■ **SOURCE EXTRACT**
++++++++
BACKGROUND OF THE INVENTION

1. Field of the Invention

The present invention relates to improvement of a synchronized signal detector that is used for, for example, an optical disk device or the like and a synchronized signal detecting method.

2. Description of the Related Art

As is well known, at the present day, an optical disk such as a digital versatile disk (DVD) has become widely used as a digital recording medium and high reliability is expected for an optical disk device, which reproduces the optical disk. In such an optical disk, a storage field is provided on a spiral track and the address information of the storage field includes a track number.

However, in the DVD, its specification itself has been developed and a Hi-Vision-compliant next-generation DVD specification is also developed. In the next-generation DVD specification, a memory density is higher than that of a current-generation DVD specification, so that a CN ratio of a reproduction signal tends to be lowered and when fetching the synchronized signal and the address information from this reproduction signal, they are relatively vulnerable to a disturbance such as a noise.

In Jpn. Pat. Appln. KOKAI Publication No. 2003-187457, the structure of acquiring a synchronized signal by shifting an input signal of one bit by a shift register and matching the signal with a pattern is disclosed. However, in Jpn. Pat. Appln. KOKAI Publication No. 2003-187457, the synchronized signal is vulnerable to a disturbance such as a noise due to an input signal of one bit. Further, in the case of a next-generation specification, a synchronization (SYNC) pattern is similar to a physical address pattern, so that there is a possibility that, for example, the physical address is falsely detected as the SYNC and the false operation often occurs.
++++++++
■ **EXTRACTED ENTRIES**
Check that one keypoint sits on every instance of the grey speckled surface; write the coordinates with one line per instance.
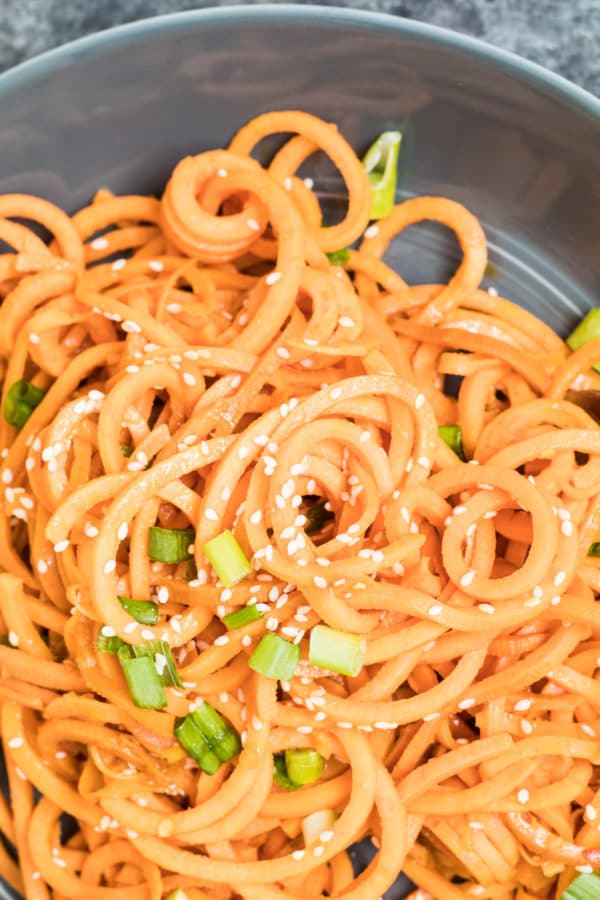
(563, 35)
++++++++
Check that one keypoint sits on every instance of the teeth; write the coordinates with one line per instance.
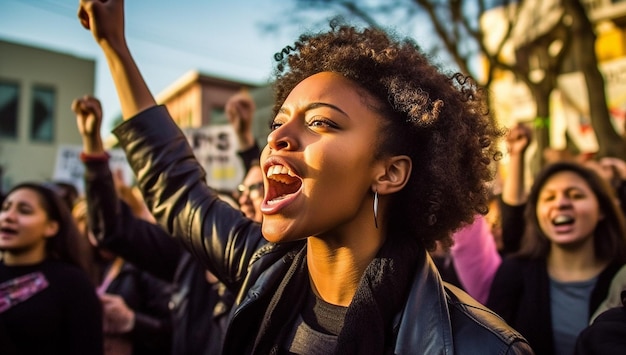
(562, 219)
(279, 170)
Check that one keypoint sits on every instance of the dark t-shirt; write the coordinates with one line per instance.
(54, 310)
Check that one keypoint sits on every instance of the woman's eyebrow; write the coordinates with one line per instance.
++++++++
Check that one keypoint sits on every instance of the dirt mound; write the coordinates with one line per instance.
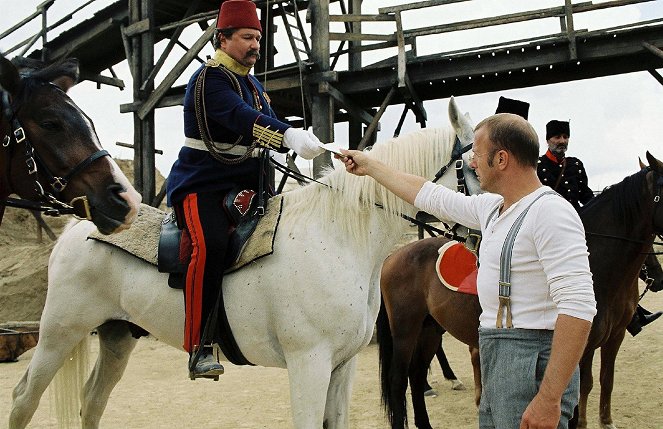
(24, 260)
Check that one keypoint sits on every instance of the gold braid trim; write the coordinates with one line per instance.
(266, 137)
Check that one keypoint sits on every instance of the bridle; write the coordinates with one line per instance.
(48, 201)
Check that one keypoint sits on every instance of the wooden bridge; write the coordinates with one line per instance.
++++++++
■ **GOALS**
a: In the patent background, what does the address information of the storage field include?
b: Write a continuation of the patent background on synchronized signal detection, starting after its last sentence.
The entries were drawn from a separate source.

■ **THE ANSWERS**
a: It includes a track number.

b:
Moreover, specifically, in the circuit configuration of Jpn. Pat. Appln. KOKAI Publication No. 2003-187457, when there is no disturbance such as a noise, a portion specific to a SYNC pattern in a wobble signal at a certain SYNC pattern position can be accurately recognized and a synchronized signal indicating that the SYNC is detected at a certain position is outputted.

On the contrary, if a partial address pattern located on a certain address position is affected by disturbance such as a noise and the signal gets out of shape, the signal may be falsely detected as the SYNC. In this way, if the SYNC is falsely detected, a signal following the falsely detected SYNC is falsely recognized as a physical address, so that a correct physical address cannot be acquired and the correct position on the disk is missed. This leads to the false operation.

In addition, in Jpn. Pat. Appln. KOKAI Publication No. 2003-123257, a structure is described, in which, sampling a binary wobble signal (32T) of one bit with a recording frequency 1T, clearing a counter (a word SYNC counter: count up 1T) at a first rising edge (32T) of a SYNC pattern, and opening a ±y (y: an integer number) SYNC detection window centering on the edges after 128T, a signal detected in the SYNC detection window is made into a SYNC.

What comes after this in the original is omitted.